## WRITTEN INSTRUCTION
All of the data below must be repeated exactly.

==*==

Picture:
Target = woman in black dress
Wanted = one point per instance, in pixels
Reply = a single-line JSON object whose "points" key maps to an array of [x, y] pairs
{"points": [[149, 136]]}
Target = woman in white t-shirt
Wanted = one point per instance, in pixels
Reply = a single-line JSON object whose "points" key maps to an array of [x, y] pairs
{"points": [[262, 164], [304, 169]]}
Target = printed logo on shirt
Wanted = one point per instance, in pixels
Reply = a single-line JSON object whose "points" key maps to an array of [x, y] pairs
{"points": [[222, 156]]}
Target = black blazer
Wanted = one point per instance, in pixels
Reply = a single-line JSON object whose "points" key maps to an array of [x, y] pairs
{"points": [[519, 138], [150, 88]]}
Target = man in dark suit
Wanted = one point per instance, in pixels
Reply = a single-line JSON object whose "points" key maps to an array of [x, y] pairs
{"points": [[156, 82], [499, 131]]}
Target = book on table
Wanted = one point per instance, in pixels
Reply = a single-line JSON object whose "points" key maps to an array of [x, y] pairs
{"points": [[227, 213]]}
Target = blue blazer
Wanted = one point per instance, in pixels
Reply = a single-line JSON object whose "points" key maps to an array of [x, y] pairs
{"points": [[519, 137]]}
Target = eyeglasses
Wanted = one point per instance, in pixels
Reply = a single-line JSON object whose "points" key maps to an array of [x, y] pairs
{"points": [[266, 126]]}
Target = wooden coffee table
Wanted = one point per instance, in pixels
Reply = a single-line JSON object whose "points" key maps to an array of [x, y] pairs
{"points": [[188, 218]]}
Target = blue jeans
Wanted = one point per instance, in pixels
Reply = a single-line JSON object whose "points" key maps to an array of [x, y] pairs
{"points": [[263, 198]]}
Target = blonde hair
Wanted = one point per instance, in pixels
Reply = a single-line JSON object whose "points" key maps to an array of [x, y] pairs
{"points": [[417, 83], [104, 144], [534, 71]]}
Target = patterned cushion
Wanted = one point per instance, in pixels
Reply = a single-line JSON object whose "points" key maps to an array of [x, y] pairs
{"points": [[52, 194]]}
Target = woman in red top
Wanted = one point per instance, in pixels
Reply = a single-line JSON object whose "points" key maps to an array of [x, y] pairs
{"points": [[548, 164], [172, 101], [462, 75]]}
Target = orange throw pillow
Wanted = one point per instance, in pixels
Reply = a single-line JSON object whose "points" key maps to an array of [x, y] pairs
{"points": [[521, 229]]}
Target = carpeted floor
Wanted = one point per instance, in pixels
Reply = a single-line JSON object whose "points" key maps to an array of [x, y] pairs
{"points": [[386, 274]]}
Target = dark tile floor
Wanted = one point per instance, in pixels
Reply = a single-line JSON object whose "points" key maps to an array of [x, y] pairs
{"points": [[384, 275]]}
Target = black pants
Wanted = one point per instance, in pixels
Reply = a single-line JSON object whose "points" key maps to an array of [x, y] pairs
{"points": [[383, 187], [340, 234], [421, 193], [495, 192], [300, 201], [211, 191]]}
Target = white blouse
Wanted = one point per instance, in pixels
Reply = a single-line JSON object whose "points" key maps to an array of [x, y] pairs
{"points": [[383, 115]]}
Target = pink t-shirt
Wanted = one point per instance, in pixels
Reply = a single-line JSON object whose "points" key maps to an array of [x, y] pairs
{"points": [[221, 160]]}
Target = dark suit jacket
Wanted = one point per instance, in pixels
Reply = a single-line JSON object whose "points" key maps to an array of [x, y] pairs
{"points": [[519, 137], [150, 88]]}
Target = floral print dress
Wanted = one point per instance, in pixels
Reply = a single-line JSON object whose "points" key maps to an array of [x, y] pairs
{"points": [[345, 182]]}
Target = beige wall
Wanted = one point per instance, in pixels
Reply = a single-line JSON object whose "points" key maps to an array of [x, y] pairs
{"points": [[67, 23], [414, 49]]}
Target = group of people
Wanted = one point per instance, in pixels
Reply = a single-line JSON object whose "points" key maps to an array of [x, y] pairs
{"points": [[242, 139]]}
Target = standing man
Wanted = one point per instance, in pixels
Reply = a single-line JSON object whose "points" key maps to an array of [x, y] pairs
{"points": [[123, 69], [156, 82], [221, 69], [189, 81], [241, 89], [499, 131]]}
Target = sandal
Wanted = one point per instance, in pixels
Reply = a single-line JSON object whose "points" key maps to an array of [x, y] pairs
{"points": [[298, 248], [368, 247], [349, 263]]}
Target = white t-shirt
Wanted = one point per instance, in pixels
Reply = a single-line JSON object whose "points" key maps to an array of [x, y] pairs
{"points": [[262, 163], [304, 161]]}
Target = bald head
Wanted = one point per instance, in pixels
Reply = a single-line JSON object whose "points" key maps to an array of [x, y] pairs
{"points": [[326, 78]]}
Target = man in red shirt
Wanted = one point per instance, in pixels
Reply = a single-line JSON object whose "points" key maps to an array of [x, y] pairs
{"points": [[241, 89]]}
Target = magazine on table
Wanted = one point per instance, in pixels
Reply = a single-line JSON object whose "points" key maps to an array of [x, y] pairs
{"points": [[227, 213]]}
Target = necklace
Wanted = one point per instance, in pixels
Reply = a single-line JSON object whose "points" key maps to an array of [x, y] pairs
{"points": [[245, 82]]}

==*==

## TASK RESPONSE
Picture:
Target = woman in black dress
Wanted = one point per instance, in pixels
Reply = a single-line JSON object whose "points" key maps to an array of [x, y] pairs
{"points": [[149, 136]]}
Target = woman in white t-shirt
Wanted = one point per instance, in pixels
Reply = a single-line JSON object whose "points" key maps to an array of [x, y] pairs
{"points": [[262, 164], [304, 169]]}
Target = printed logo on shirt
Wanted = one point per instance, in pixels
Reply = a single-line JSON object whose "points" key maps to an array of [x, y] pairs
{"points": [[222, 156]]}
Target = black blazer
Wanted = one point per instance, in pixels
Reply = a single-line JSON object whose "points" key maps to an array of [x, y] pairs
{"points": [[519, 138], [150, 88]]}
Target = man in dark suit
Wanted = one point per instance, in pixels
Reply = a single-line JSON object whose "points" key maps to an array of [x, y] pairs
{"points": [[156, 82], [499, 131]]}
Target = book on table
Wanted = one point per instance, in pixels
Reply = a single-line JSON object whose "points" key maps to an array of [x, y] pairs
{"points": [[227, 213]]}
Target = blue blazer
Wanted = one point per instance, in pixels
Reply = a single-line JSON object whose "points" key maps to an array of [x, y] pairs
{"points": [[519, 137]]}
Target = eyeglasses
Wanted = one point per instance, in pixels
Reply = a single-line JSON object whose "points" key maps to an array of [x, y] pairs
{"points": [[266, 126]]}
Target = wooden coffee table
Wanted = one point per instance, in pixels
Reply = a single-line JSON object whose "points" key maps to an array of [x, y] pairs
{"points": [[188, 218]]}
Target = blue jeans
Wanted = one point per instance, in pixels
Reply = a single-line JSON object whose "points" key maps to an array of [x, y] pairs
{"points": [[263, 198]]}
Target = blonde hair
Wanted = one point per instance, in pixels
Reply = a single-line JSON object whose "points" key maps to an array of [x, y] pairs
{"points": [[417, 83], [104, 144], [534, 71]]}
Target = patterned cushion
Wanted = one point per instance, in pixels
Reply = a single-line JSON object whose "points" key maps to an array of [x, y] pairs
{"points": [[52, 194]]}
Target = woman in red top
Wanted = one point per instance, in pixels
Reply = a single-line JSON object whose "points" key maps to an array of [x, y] pairs
{"points": [[548, 164], [172, 101], [462, 75]]}
Target = orange throw pillow
Wanted = one point per instance, in pixels
Reply = a single-line JSON object whose "points" key maps to an array of [x, y] pairs
{"points": [[521, 229]]}
Target = carpeted floor
Wanted = one point per instance, in pixels
Reply = a single-line JSON object whose "points" key maps to an array of [x, y] pairs
{"points": [[386, 274]]}
Target = dark tile floor
Wanted = one point per instance, in pixels
Reply = a single-line JSON object whose "points" key maps to an array of [x, y] pairs
{"points": [[384, 275]]}
Target = black pants
Wanted = one point per instance, in pixels
Reply = a single-line JSON object whose "points" key maps to an array of [x, y] pairs
{"points": [[383, 187], [340, 234], [421, 193], [495, 192], [300, 201], [211, 191]]}
Target = white blouse
Wanted = one point per instance, in pixels
Reply = a single-line JSON object whose "points" key maps to an array of [x, y] pairs
{"points": [[383, 115]]}
Target = pink t-shirt
Wanted = one point per instance, in pixels
Reply = a single-line JSON object whose "points" key maps to an array of [x, y] pairs
{"points": [[221, 160]]}
Target = dark suit jacket
Wanted = one point per instance, in pixels
Reply = a single-line JSON object whose "points" key maps to an array of [x, y] pairs
{"points": [[519, 137], [150, 88]]}
Target = floral print dress
Wanted = one point per instance, in pixels
Reply = a single-line JSON object whose "points" key maps to an array of [x, y] pairs
{"points": [[345, 182]]}
Target = beige wall
Wanted = one point per instance, in pixels
Reply = a single-line JSON object whose "points" key maps to an array of [x, y] pairs
{"points": [[67, 23], [414, 49]]}
Target = group of people
Wanted = one point per instance, in pixels
Reply = a single-line JSON object whose "points" key maps to an array of [x, y] pairs
{"points": [[242, 139]]}
Target = standing man
Wanted = one point per instance, in pixels
Reply = a single-line JSON object whose "points" key maps to an array of [x, y] pairs
{"points": [[123, 69], [156, 82], [221, 69], [189, 81], [241, 89], [499, 131]]}
Target = sandal
Wanted = one point per instance, in pixels
Reply = a single-line JSON object whose "points" key maps to an array of [x, y] pairs
{"points": [[298, 248], [368, 247], [349, 263]]}
Target = white t-shirt
Wanted = one point per instance, in pixels
Reply = a single-line JSON object whose "points" key maps to an array of [x, y] pairs
{"points": [[262, 163], [304, 161]]}
Target = bald head
Wanted = one point per instance, in pixels
Reply = a single-line JSON object whose "points" key maps to an array of [x, y] pairs
{"points": [[326, 78]]}
Target = man in red shirt
Wanted = one point per instance, in pixels
Reply = a single-line JSON object whose "points" key maps to an array of [x, y] pairs
{"points": [[241, 89]]}
Target = magazine on table
Wanted = one point per instance, in pixels
Reply = a single-line JSON object whose "points" key maps to an array of [x, y] pairs
{"points": [[227, 213]]}
Target = necklace
Wanted = one point per instance, in pixels
Reply = a single-line JSON object whose "points" key maps to an array of [x, y] pairs
{"points": [[245, 82]]}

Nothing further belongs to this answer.